** EXTRAIT À LIRE **

↓

Le groupe Il était une fois, a dominé la pop française durant l'époque 1972-1978. Quatre albums seront commercialisés, remplis de tubes immortels, aux harmonies vocales parfaites et aux mélodies pop acidulées : Rien qu'un ciel (1972), Les filles du mercredi (1972), Que fais-tu ce soir après dîner ?(1973), C'était l'année dernière (1973), Viens faire un tour sous la pluie (1975), et surtout le mythique titre, J'ai encore rêvé d'elle, en 1975.
C'est l'histoire de ce groupe, pas comme les autres, que je vous propose de découvrir.

Joëlle Mogensen est née à New-York en 1953. Elle a vécu au Danemark, puis a suivi ses parents en France, où elle s'inscrit au Beaux-arts à Marseille. Elle débute dans la chanson, dès l'adolescence en interprétant des airs de Folk song dans les clubs.

Durant l'été 1969, alors qu'elle se trouve attablée à la terrasse du café "Le Gorille" à St-Tropez,en compagnie de sa sœur, elle voit surgir une Mustang rouge. Au volant se trouve Serge Koolenn, un petit brun qui porte bouc et moustache et qui est accompagné d'un autre garçon Riquet. Né en 1947, Serge Koolenn est alors guitariste et accompagne Michel Polnareff dans ses tournées.

"Polnareff nous avait prêté sa voiture, se souvient Serge. Avec mon ami bassiste, on roulait les mécaniques. On est passé à l'attaque ! La première phrase que j'ai dite à Joëlle, c'est : "Je veux vous épouser". Là-dessus, elle répond : "Ça vous ennuierait si je disais oui ? Eh bien c'est oui !"

Le soir ils se retrouvent pour passer la soirée ensemble. Joëlle déclara :"J'ai trouvé sa formidable, mais le lendemain, j'ai déchanté. Mes parents m'ont punie. Ils m'ont interdit de sortir. Cela ne m'a pas empêchée de faire le mur pour le retrouver, j'en étais folle !"

Joëlle a alors 16 ans, et se prépare à vivre neuf ans d'amour avec Serge. Sa sœur Domino 15 ans, en pincera pour Riquet et aura trois enfants avec lui.

Joëlle et Serge vivent un amour de vacances et se séparent. Elle, retourne aux Beaux-arts à Marseille, et lui, rentre à Colombes, chez sa mère. 6 mois plus tard, elle retrouve celui qu'elle décrit dans une interview de 1976, comme "cabochard, entêté, généreux et franc", pour ne plus le quitter. Elle fait également la connaissance de Richard Dewitte ( né en 1946 ), que Serge a rencontré à l'âge de douze ans en colonie de vacances, et qui tourne avec lui dans son groupe "Jerry Rolls", dans les spectacles de Polnareff.

↑

** DESCRIPTION DE LA TÂCHE **
D'après l'extrait, dans quelle ville et en quelle année Joëlle Mogensen est-elle née ? Répondez en une phrase, s'il vous plaît. Le matériel ci-dessous est sans rapport avec l'extrait.

** DONNÉES FOURNIES **
↓

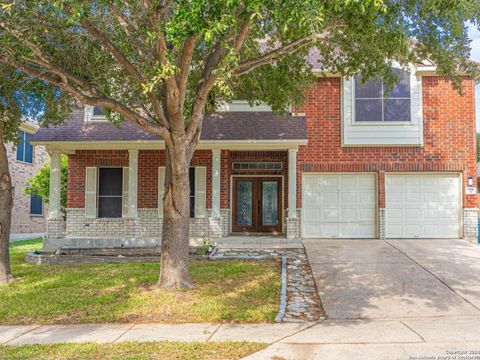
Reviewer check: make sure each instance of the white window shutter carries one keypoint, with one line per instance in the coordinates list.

↑

** RÉPONSE ATTENDUE **
Joëlle Mogensen est née à New-York en 1953.